((
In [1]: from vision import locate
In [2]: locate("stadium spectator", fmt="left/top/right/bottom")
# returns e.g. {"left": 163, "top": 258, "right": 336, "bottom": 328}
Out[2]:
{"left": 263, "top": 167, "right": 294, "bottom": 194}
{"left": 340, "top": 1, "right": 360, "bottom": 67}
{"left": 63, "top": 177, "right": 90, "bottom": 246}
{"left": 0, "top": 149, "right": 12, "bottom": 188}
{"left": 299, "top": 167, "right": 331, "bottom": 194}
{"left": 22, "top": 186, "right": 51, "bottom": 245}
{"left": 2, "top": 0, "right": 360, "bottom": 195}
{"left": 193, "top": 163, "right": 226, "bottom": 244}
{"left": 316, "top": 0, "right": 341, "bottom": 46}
))
WORK TO BE COMPLETED >> Go line by line through the material above and return each one that includes "locate".

RESULT OF THIS TASK >>
In [1]: from vision import locate
In [2]: locate("stadium spectator", fmt="left/top/right/bottom")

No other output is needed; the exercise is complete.